Goal of the exercise
Convert the material below, from its beginning through the line containing "152], [271, 157]]]", into a JSON list of strings with one string per line. Omit blank lines and leave the pictures out.

[START OF Dataset content]

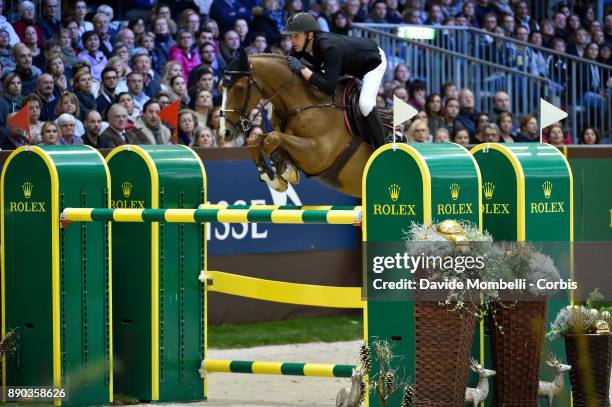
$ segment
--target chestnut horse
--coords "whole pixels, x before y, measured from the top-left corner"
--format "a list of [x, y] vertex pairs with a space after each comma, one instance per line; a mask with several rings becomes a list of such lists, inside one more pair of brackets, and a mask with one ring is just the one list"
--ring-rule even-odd
[[[260, 178], [270, 187], [284, 191], [287, 182], [296, 183], [299, 177], [295, 164], [306, 176], [361, 197], [361, 176], [372, 147], [347, 129], [343, 107], [291, 72], [284, 56], [247, 57], [242, 52], [227, 66], [220, 88], [221, 137], [240, 131], [248, 134], [251, 110], [262, 111], [268, 103], [273, 105], [274, 130], [247, 139]], [[276, 171], [262, 152], [271, 157]]]

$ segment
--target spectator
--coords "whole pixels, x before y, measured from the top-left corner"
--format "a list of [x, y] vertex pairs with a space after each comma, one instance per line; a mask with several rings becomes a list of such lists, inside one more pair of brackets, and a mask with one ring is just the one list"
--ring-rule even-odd
[[427, 97], [425, 112], [427, 113], [427, 125], [430, 131], [433, 131], [435, 134], [436, 130], [440, 127], [444, 127], [442, 97], [439, 93], [432, 93]]
[[548, 128], [548, 144], [551, 144], [555, 147], [562, 147], [565, 145], [565, 135], [563, 131], [563, 127], [553, 124]]
[[51, 74], [53, 77], [53, 83], [55, 84], [55, 89], [57, 90], [58, 94], [68, 92], [70, 90], [68, 87], [69, 80], [65, 71], [66, 66], [64, 65], [64, 60], [62, 57], [58, 56], [47, 60], [47, 72], [49, 72], [49, 74]]
[[99, 112], [92, 110], [85, 116], [85, 134], [83, 135], [83, 144], [93, 148], [110, 148], [100, 138], [102, 132], [102, 116]]
[[408, 101], [415, 109], [425, 108], [425, 82], [415, 80], [410, 84], [410, 100]]
[[489, 123], [485, 125], [483, 131], [483, 142], [484, 143], [499, 143], [501, 140], [499, 127], [495, 123]]
[[[2, 16], [0, 16], [2, 17]], [[15, 60], [13, 59], [13, 47], [10, 42], [10, 34], [5, 28], [0, 28], [0, 66], [5, 71], [13, 71], [15, 69]]]
[[450, 132], [446, 127], [440, 127], [434, 132], [434, 143], [447, 143], [450, 141]]
[[181, 109], [189, 108], [189, 94], [187, 93], [187, 84], [182, 76], [175, 76], [170, 79], [170, 90], [180, 102]]
[[122, 28], [117, 33], [117, 37], [115, 38], [115, 43], [118, 43], [118, 42], [122, 43], [123, 45], [127, 47], [128, 56], [129, 56], [129, 54], [131, 54], [132, 51], [134, 50], [134, 44], [136, 43], [136, 36], [134, 35], [134, 32], [130, 30], [129, 28]]
[[23, 43], [30, 49], [30, 52], [32, 53], [32, 63], [35, 66], [39, 67], [44, 66], [43, 54], [40, 51], [40, 48], [38, 48], [38, 37], [34, 27], [26, 27]]
[[332, 25], [331, 16], [340, 10], [340, 5], [338, 4], [338, 0], [323, 0], [321, 3], [322, 8], [319, 17], [317, 18], [317, 24], [319, 24], [319, 30], [323, 32], [330, 32]]
[[585, 29], [581, 28], [576, 31], [570, 38], [571, 43], [567, 49], [567, 53], [583, 58], [586, 46], [591, 41], [589, 34], [586, 32]]
[[[94, 26], [90, 21], [85, 20], [87, 15], [87, 3], [84, 0], [78, 0], [74, 3], [74, 18], [76, 20], [79, 34], [83, 35], [87, 31], [93, 31]], [[65, 25], [64, 25], [65, 27]]]
[[217, 141], [213, 136], [212, 130], [208, 127], [198, 127], [191, 147], [217, 147]]
[[[8, 119], [13, 118], [16, 114], [16, 112], [9, 114], [6, 118], [6, 121], [8, 122]], [[25, 134], [25, 131], [7, 124], [6, 135], [2, 138], [2, 142], [0, 143], [0, 149], [15, 150], [21, 146], [25, 146], [26, 144], [28, 144], [28, 137]]]
[[30, 110], [30, 140], [32, 144], [40, 144], [42, 138], [40, 132], [43, 122], [40, 121], [40, 108], [42, 101], [37, 95], [28, 95], [23, 98], [24, 106], [27, 104]]
[[112, 57], [117, 57], [121, 60], [121, 62], [123, 62], [123, 64], [127, 67], [128, 72], [130, 71], [130, 53], [132, 51], [128, 50], [127, 45], [125, 45], [122, 42], [115, 42], [115, 45], [113, 46], [113, 52], [112, 52]]
[[96, 99], [96, 110], [106, 117], [106, 111], [113, 104], [117, 93], [117, 71], [111, 67], [106, 67], [102, 71], [102, 86]]
[[[221, 0], [216, 0], [221, 1]], [[329, 0], [328, 0], [329, 1]], [[337, 0], [331, 0], [336, 1]], [[278, 42], [280, 33], [285, 25], [283, 20], [283, 12], [279, 8], [278, 0], [263, 0], [263, 9], [256, 7], [253, 9], [253, 21], [251, 22], [251, 30], [253, 32], [260, 31], [266, 35], [268, 42], [271, 44]], [[324, 4], [326, 4], [324, 2]], [[229, 47], [230, 50], [232, 49]], [[225, 55], [223, 55], [225, 58]], [[225, 59], [227, 61], [227, 59]]]
[[[442, 95], [442, 100], [445, 101], [448, 98], [459, 99], [459, 91], [457, 90], [457, 85], [453, 82], [446, 82], [442, 84], [442, 88], [440, 89], [440, 93]], [[473, 97], [472, 97], [473, 99]], [[461, 103], [461, 99], [459, 99], [459, 104], [463, 108], [463, 104]]]
[[495, 93], [493, 97], [493, 119], [496, 120], [501, 112], [510, 112], [510, 96], [504, 91]]
[[62, 145], [83, 144], [83, 139], [76, 134], [76, 119], [69, 113], [62, 113], [57, 118], [60, 129], [59, 143]]
[[429, 141], [427, 122], [422, 119], [413, 120], [406, 132], [406, 139], [409, 143], [427, 143]]
[[[131, 129], [134, 126], [134, 123], [140, 116], [140, 109], [134, 105], [134, 100], [132, 96], [128, 92], [121, 92], [117, 95], [117, 99], [115, 103], [119, 103], [123, 106], [128, 112], [128, 124], [127, 129]], [[110, 108], [109, 108], [110, 109]], [[108, 112], [107, 112], [108, 116]]]
[[13, 27], [15, 28], [15, 32], [17, 33], [17, 36], [19, 36], [21, 42], [25, 42], [25, 29], [29, 26], [33, 26], [38, 37], [38, 46], [42, 47], [42, 32], [40, 31], [38, 24], [34, 22], [34, 16], [34, 3], [29, 0], [22, 1], [19, 3], [19, 20], [13, 23]]
[[115, 89], [115, 93], [127, 92], [127, 76], [130, 70], [123, 60], [119, 57], [111, 57], [106, 63], [106, 67], [113, 68], [117, 72], [117, 89]]
[[[238, 37], [240, 37], [240, 46], [242, 48], [246, 48], [253, 39], [253, 35], [249, 31], [249, 24], [247, 21], [244, 18], [237, 19], [234, 23], [234, 31], [236, 31], [236, 34], [238, 34]], [[212, 33], [210, 39], [212, 40]]]
[[444, 20], [442, 8], [437, 3], [429, 3], [427, 8], [427, 20], [423, 24], [441, 26], [442, 20]]
[[132, 33], [134, 33], [134, 38], [138, 38], [145, 34], [147, 29], [147, 25], [142, 17], [136, 17], [130, 20], [128, 27], [132, 30]]
[[594, 127], [587, 127], [580, 133], [579, 144], [599, 144], [599, 132]]
[[137, 49], [132, 56], [134, 72], [142, 75], [144, 80], [144, 92], [147, 95], [155, 95], [161, 90], [161, 78], [151, 66], [151, 57], [144, 49]]
[[161, 65], [165, 65], [168, 60], [170, 48], [176, 45], [168, 30], [168, 20], [163, 17], [157, 17], [153, 20], [153, 32], [155, 33], [155, 47], [160, 50], [162, 60]]
[[168, 61], [162, 72], [161, 90], [164, 92], [170, 92], [172, 88], [170, 85], [170, 79], [174, 78], [175, 76], [184, 76], [183, 67], [176, 61]]
[[[164, 126], [158, 114], [161, 106], [157, 99], [149, 99], [145, 103], [142, 116], [134, 123], [132, 134], [143, 144], [170, 144], [172, 133]], [[144, 142], [146, 140], [146, 142]]]
[[410, 68], [406, 64], [397, 64], [395, 69], [393, 70], [393, 79], [398, 81], [401, 86], [404, 86], [406, 89], [410, 87]]
[[16, 62], [14, 72], [21, 79], [21, 94], [29, 95], [36, 89], [41, 70], [32, 65], [32, 51], [22, 42], [13, 47], [13, 59]]
[[249, 55], [259, 54], [266, 51], [269, 51], [266, 36], [259, 32], [253, 35], [253, 42], [251, 43], [251, 46], [244, 50], [244, 52]]
[[81, 120], [87, 113], [89, 113], [90, 110], [96, 109], [96, 97], [91, 91], [91, 74], [86, 70], [82, 70], [81, 72], [77, 73], [72, 80], [72, 89], [74, 90], [74, 94], [79, 99], [79, 110], [81, 112], [78, 119]]
[[179, 31], [178, 41], [178, 45], [170, 48], [168, 60], [177, 61], [183, 67], [183, 79], [187, 82], [189, 73], [200, 65], [200, 56], [193, 49], [194, 37], [190, 31], [185, 29]]
[[98, 137], [98, 143], [104, 143], [109, 148], [124, 144], [139, 144], [136, 137], [126, 131], [128, 112], [125, 107], [115, 103], [108, 109], [108, 127]]
[[43, 1], [43, 18], [40, 20], [40, 30], [45, 41], [55, 37], [57, 30], [60, 28], [60, 22], [56, 18], [57, 5], [58, 0]]
[[465, 147], [470, 144], [470, 133], [465, 128], [456, 126], [451, 135], [451, 141]]
[[11, 113], [21, 108], [23, 96], [21, 93], [21, 79], [14, 72], [4, 78], [2, 96], [0, 96], [0, 126], [6, 125], [6, 119]]
[[177, 27], [176, 23], [172, 19], [172, 14], [170, 12], [170, 6], [164, 3], [158, 3], [156, 7], [153, 8], [153, 15], [151, 16], [151, 21], [153, 22], [153, 26], [155, 26], [155, 20], [157, 18], [164, 18], [168, 23], [168, 32], [172, 34], [176, 34]]
[[0, 0], [0, 32], [6, 31], [9, 34], [9, 44], [12, 47], [19, 42], [19, 36], [15, 32], [15, 29], [13, 28], [12, 24], [9, 23], [6, 17], [2, 15], [3, 12], [4, 0]]
[[138, 72], [130, 72], [128, 74], [128, 92], [132, 97], [134, 105], [138, 110], [142, 111], [144, 104], [149, 100], [149, 96], [144, 92], [144, 79], [142, 74]]
[[[78, 119], [81, 116], [81, 108], [79, 107], [79, 99], [74, 93], [64, 93], [60, 96], [53, 117], [59, 117], [64, 113], [67, 113], [75, 118], [75, 133], [79, 136], [85, 134], [85, 126], [83, 122]], [[49, 120], [50, 121], [50, 120]], [[55, 120], [57, 122], [57, 120]]]
[[[93, 32], [98, 34], [97, 50], [102, 51], [106, 58], [110, 58], [113, 52], [113, 43], [109, 34], [109, 24], [110, 20], [108, 19], [108, 15], [104, 13], [97, 13], [96, 15], [94, 15]], [[87, 34], [87, 32], [85, 34]], [[85, 36], [85, 34], [83, 34], [83, 37]], [[83, 38], [83, 43], [85, 43], [85, 38]]]
[[213, 108], [212, 93], [206, 89], [200, 89], [196, 92], [194, 100], [194, 113], [198, 119], [198, 123], [203, 125], [208, 121], [208, 115]]
[[240, 38], [234, 30], [229, 30], [223, 35], [223, 43], [221, 44], [221, 57], [224, 65], [227, 61], [235, 58], [240, 53]]
[[446, 100], [444, 108], [444, 126], [452, 132], [457, 125], [457, 117], [459, 116], [459, 101], [455, 98]]
[[376, 0], [365, 22], [369, 24], [387, 24], [387, 2], [385, 0]]
[[514, 123], [512, 115], [508, 112], [502, 112], [497, 116], [497, 126], [499, 127], [500, 140], [503, 143], [514, 143], [516, 132], [513, 131]]
[[161, 50], [155, 47], [155, 34], [144, 33], [138, 37], [138, 46], [147, 50], [151, 58], [151, 67], [156, 73], [160, 73], [164, 68], [160, 61], [164, 60]]
[[55, 93], [55, 81], [51, 74], [44, 73], [38, 77], [35, 95], [40, 98], [42, 103], [40, 119], [45, 122], [55, 120], [58, 116], [55, 114], [58, 98]]
[[538, 120], [532, 114], [521, 117], [520, 133], [516, 137], [518, 142], [538, 142]]
[[83, 44], [85, 51], [79, 54], [77, 60], [87, 62], [91, 67], [91, 76], [99, 81], [102, 70], [108, 62], [104, 53], [100, 51], [100, 37], [95, 31], [87, 31], [83, 34]]
[[338, 10], [334, 14], [332, 14], [330, 27], [331, 32], [336, 34], [348, 35], [350, 29], [351, 26], [344, 11]]
[[42, 145], [55, 146], [59, 144], [59, 127], [53, 122], [43, 123], [40, 129], [40, 138], [42, 139]]
[[178, 142], [186, 146], [191, 145], [195, 139], [195, 130], [198, 127], [198, 118], [195, 112], [190, 109], [183, 109], [179, 112], [179, 131]]
[[[594, 42], [590, 43], [585, 52], [585, 57], [588, 60], [597, 61], [599, 55], [599, 46]], [[595, 65], [589, 65], [579, 71], [576, 84], [578, 85], [578, 94], [584, 95], [582, 103], [587, 109], [594, 109], [595, 114], [605, 111], [608, 104], [608, 90], [605, 83], [606, 78], [601, 68]]]
[[476, 115], [476, 137], [474, 143], [484, 143], [484, 129], [487, 124], [491, 123], [489, 115], [481, 112]]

[END OF Dataset content]

Exercise solution
[
  "$ segment",
  "--target chestnut horse",
  "--coords \"whole pixels, x before y, measured from the top-left corner\"",
  "--format \"a list of [x, y] vertex pairs with a space after each comma, one instance per line; a mask with several rings becomes a list of such lists, inside one more pair of brackets, and a mask with one ring is just the one list\"",
  "--ring-rule even-odd",
  "[[[260, 178], [270, 187], [284, 191], [287, 182], [296, 183], [299, 177], [295, 164], [306, 176], [361, 197], [361, 176], [372, 147], [347, 129], [343, 107], [291, 72], [284, 56], [247, 57], [242, 52], [227, 66], [220, 88], [221, 137], [240, 131], [248, 134], [251, 110], [262, 111], [268, 103], [273, 105], [274, 130], [247, 139]], [[276, 171], [262, 152], [271, 157]]]"
]